DOCUMENT SECTION:
______

# New Rotary Table



## kplyler (Oct 7, 2015)

picked up a rotary table this weekend. 8", It came with a tail stock and dividing plate (2) attachment. It looks good, but it's the first rotary table I have ever touched. It's 90:1, and was easy to figure out how to engage/disengage the worm gear (right turn or left of the ring behind the vernier). But I would like to know more about it and the dividing plates. Have done a bunch of searches and can't find a owners manual for it or something similar (looks similar to Phase II). Any one have a PDFs copy or link? 

The only issue I see is it turns easy, but when I try to rotate by hand it's very stiff, like the oil has hardened. Was thinking of running kerosene down the oil spout, sloshing around and poring out 10 times, then spindle oil in the spout. Other ideas? The previous owner said it has been sitting in a box for the last 13 years (bought at Enco ~18 years ago, used for 1 project). I would take it apart and clean, but would like a simpler solution, and I don't have the manual .

The bividing plate box says Yantai, and the RT says TI3200B. I can find little about Yantai and nothing about that model number.


----------



## T Bredehoft (Oct 7, 2015)

I can't add information, but I sure can admire that table. Someone will come along and help you out.


----------



## kd4gij (Oct 7, 2015)

I would go to grizzly's web site and find there model closes to what you have and download there manual. It should apply.


----------



## kplyler (Oct 7, 2015)

Excellent advise KD4GIJ! I went to the grizzly site, and found the G9298 looks almost identical.

Thanks -KE7DJB


----------



## GK1918 (Oct 8, 2015)

I have a well built Yausa also 90:1 mint very similar to yours.  Back when I got it, it was also stiff.
Very light oiling time to time did the trick to break down hard grease.  'runs smooth as a kittin' now.
Thats why I chose not to take it apart.  They are a little tricky to set up correctly with little or no
backlash.  Given time it will loosen up........sam


----------



## hman (Oct 11, 2015)

I'm not sure this will answer any specific questions, but it's a pretty good basic write-up on how to set up and align a rotab, plus some basics on how to use the dividing plates.  
http://littlemachineshop.com/instructions/UsingARotaryTable.pdf
What you'll need next is a table of which dividing plates/rows/etc. to use to get however many divisions (gear teeth, etc.) you need.  There are several sources of such calculations out there .... so you may end up OK without a detailed manual for your specific hardware. Best wishes, and I hope this is of help.

______

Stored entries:

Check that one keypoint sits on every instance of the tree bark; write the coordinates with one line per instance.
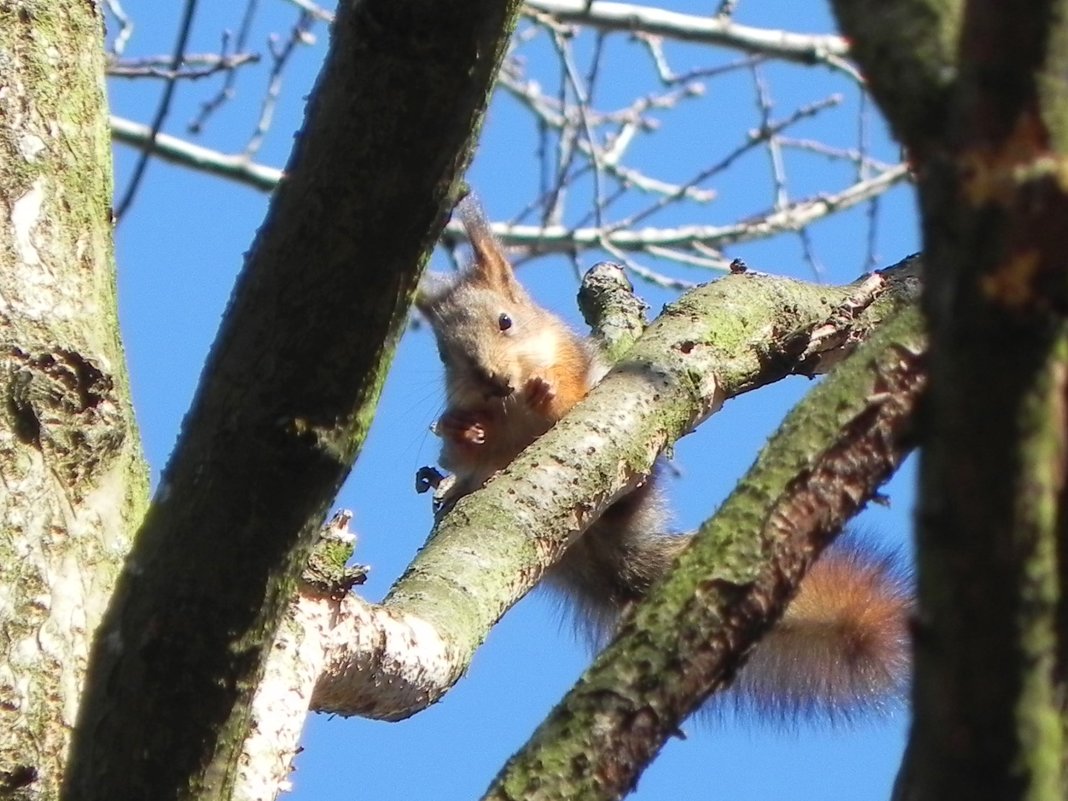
(992, 632)
(286, 396)
(73, 485)
(689, 638)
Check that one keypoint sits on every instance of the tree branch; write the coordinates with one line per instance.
(827, 49)
(286, 397)
(721, 340)
(732, 584)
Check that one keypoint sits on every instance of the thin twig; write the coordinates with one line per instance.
(165, 105)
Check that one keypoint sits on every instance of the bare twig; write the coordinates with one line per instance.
(826, 49)
(204, 159)
(226, 91)
(192, 67)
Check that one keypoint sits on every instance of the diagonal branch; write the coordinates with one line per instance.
(696, 628)
(286, 397)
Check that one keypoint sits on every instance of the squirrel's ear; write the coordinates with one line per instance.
(489, 260)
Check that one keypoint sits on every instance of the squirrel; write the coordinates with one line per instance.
(513, 370)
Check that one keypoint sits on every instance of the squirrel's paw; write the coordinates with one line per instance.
(461, 426)
(539, 393)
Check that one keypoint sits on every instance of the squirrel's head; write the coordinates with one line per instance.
(491, 335)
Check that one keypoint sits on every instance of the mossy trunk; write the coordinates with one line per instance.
(73, 485)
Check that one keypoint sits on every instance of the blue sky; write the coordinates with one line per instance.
(181, 247)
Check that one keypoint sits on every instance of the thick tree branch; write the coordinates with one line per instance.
(982, 101)
(908, 52)
(723, 339)
(829, 457)
(286, 396)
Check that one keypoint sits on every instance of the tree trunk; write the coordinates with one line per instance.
(73, 485)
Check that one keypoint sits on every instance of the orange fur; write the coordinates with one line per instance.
(841, 646)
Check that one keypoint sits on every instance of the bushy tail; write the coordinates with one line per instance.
(842, 648)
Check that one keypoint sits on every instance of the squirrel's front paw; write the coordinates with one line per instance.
(461, 426)
(539, 394)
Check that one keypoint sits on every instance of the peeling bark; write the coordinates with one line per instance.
(73, 485)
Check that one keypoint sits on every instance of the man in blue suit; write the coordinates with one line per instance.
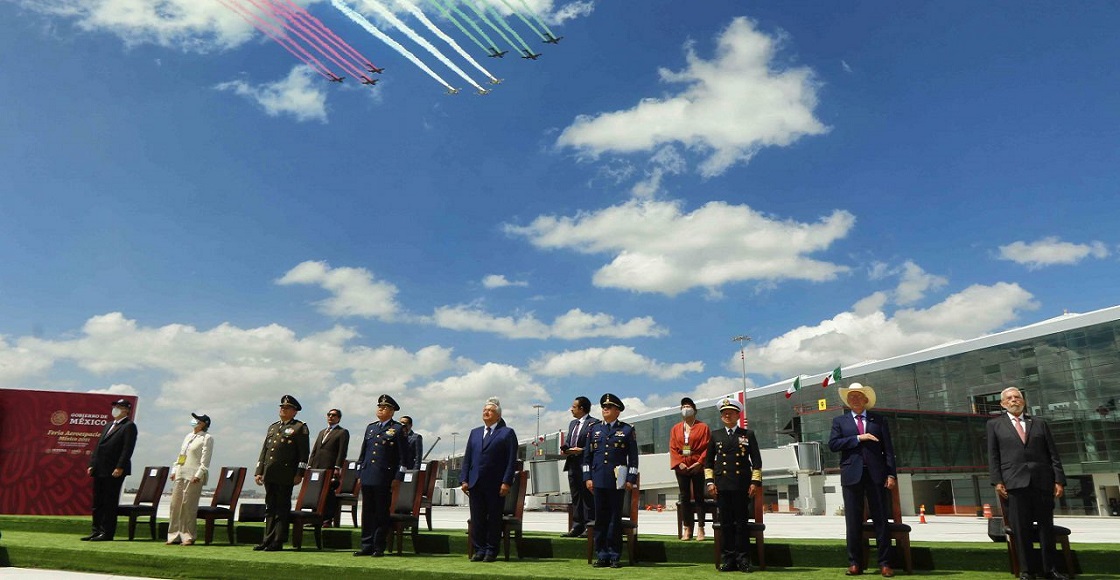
(384, 456)
(609, 468)
(867, 467)
(488, 464)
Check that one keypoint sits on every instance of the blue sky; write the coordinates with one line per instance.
(190, 216)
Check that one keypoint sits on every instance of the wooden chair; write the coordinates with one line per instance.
(406, 511)
(350, 490)
(512, 515)
(628, 524)
(147, 499)
(432, 469)
(1061, 535)
(756, 530)
(899, 532)
(310, 505)
(224, 505)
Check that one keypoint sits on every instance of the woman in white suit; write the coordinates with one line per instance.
(189, 476)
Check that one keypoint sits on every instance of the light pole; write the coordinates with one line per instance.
(538, 407)
(743, 339)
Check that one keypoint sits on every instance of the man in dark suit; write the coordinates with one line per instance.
(609, 469)
(734, 475)
(279, 468)
(867, 469)
(1026, 470)
(329, 452)
(576, 440)
(416, 442)
(110, 464)
(381, 462)
(487, 473)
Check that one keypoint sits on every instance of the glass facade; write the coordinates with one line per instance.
(938, 408)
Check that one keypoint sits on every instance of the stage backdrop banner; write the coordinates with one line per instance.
(46, 438)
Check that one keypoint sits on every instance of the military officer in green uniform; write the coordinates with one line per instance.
(279, 469)
(734, 473)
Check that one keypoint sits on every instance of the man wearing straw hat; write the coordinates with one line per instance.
(867, 470)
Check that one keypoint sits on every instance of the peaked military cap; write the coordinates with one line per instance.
(288, 400)
(385, 400)
(612, 400)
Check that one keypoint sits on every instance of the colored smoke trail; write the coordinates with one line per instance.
(358, 19)
(280, 38)
(423, 19)
(388, 15)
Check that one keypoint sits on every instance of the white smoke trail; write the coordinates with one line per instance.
(384, 38)
(388, 15)
(423, 19)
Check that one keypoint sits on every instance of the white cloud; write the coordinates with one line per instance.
(729, 109)
(299, 95)
(612, 359)
(873, 334)
(184, 25)
(1051, 251)
(354, 291)
(660, 249)
(572, 325)
(501, 281)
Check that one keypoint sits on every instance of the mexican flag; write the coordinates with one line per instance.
(794, 387)
(831, 379)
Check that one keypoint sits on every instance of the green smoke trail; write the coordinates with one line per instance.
(457, 25)
(532, 13)
(523, 19)
(484, 18)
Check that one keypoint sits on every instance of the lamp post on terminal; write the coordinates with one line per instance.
(743, 339)
(537, 441)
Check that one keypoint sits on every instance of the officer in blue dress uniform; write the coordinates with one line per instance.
(385, 455)
(279, 468)
(734, 473)
(609, 468)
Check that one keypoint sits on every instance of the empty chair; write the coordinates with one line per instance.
(350, 490)
(309, 506)
(224, 504)
(147, 499)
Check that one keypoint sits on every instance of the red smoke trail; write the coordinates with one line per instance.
(301, 31)
(269, 30)
(338, 41)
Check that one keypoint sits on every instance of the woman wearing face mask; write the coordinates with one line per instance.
(189, 476)
(688, 448)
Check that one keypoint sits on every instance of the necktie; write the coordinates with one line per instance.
(1018, 427)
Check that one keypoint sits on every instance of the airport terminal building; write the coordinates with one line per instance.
(938, 402)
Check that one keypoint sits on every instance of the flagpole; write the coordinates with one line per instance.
(743, 339)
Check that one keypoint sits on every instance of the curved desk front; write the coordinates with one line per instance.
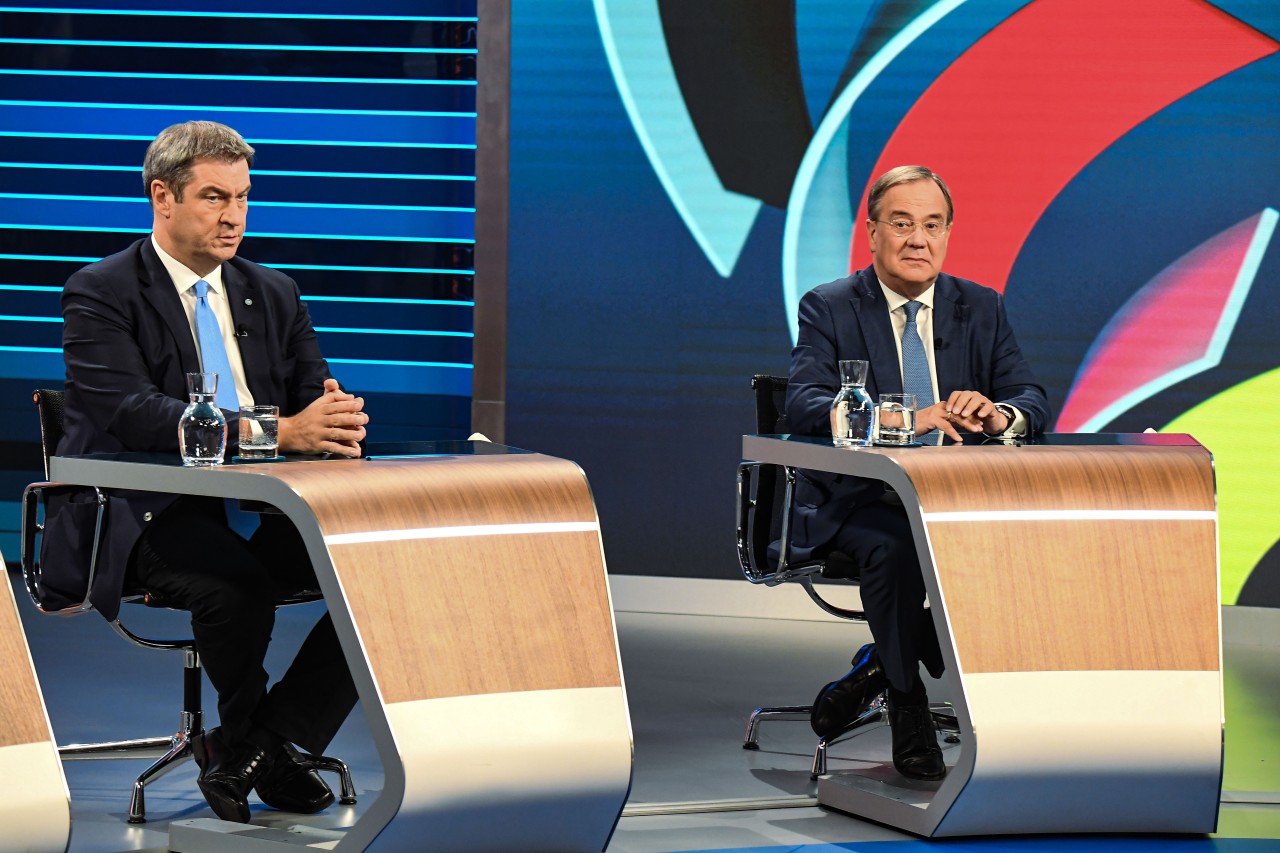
(1074, 589)
(467, 585)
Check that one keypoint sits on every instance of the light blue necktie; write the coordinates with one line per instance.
(915, 364)
(213, 351)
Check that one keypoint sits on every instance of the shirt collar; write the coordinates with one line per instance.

______

PROBLEMS AND TASKS:
1. Answer these from the rotary table thread:
(a) What gear ratio does kplyler's rotary table have?
(b) Which Grizzly model did kplyler find looks almost identical?
(c) What did GK1918 say broke down the hard grease on their own table?
2. Return the passage of the rotary table thread starting with "http://littlemachineshop.com/instructions/UsingARotaryTable.pdf" and going on through "is of help.".

RESULTS OF THE TASKS:
1.
(a) 90:1
(b) The G9298
(c) Very light oiling from time to time

2.
http://littlemachineshop.com/instructions/UsingARotaryTable.pdf
What you'll need next is a table of which dividing plates/rows/etc. to use to get however many divisions (gear teeth, etc.) you need.  There are several sources of such calculations out there .... so you may end up OK without a detailed manual for your specific hardware. Best wishes, and I hope this is of help.